Segment Start: Information shown

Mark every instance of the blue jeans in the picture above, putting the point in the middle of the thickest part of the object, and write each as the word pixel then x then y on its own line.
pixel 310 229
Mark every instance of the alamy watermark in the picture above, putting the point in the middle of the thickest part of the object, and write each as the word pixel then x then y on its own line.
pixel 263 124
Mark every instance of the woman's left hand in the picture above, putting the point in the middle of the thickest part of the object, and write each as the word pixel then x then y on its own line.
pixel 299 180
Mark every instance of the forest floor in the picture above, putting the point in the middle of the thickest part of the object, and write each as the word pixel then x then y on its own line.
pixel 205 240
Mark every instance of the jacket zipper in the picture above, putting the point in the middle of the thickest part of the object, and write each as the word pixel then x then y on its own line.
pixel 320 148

Segment End: Information shown

> _Work task_: Would you return each entry exactly as it reads?

> _Reply to the exercise_:
Mark every instance of the blue jeans in the picture above, putting the point in the middle of the thickest part of the object, and write each as the word pixel then x then y on its own line.
pixel 310 229
Mark every instance of the alamy watermark in the picture above, putting the point in the middle of the thickest part of the object, and write each as the word pixel then x then y on its own line.
pixel 263 124
Mark every instance of the woman's left hand in the picture above, putting the point in the middle of the thickest part of the object, and write each as the word pixel then x then y on its own line.
pixel 299 180
Mark every instance of the forest floor in the picture above, putting the point in the middle of the thickest part of the object, and write each as the word pixel then x then y on its own line.
pixel 205 240
Mark every instance of the jacket zipper in the picture above, putting the point in the middle of the thickest part of the object, and write each as the word pixel then x then y on its own line.
pixel 320 148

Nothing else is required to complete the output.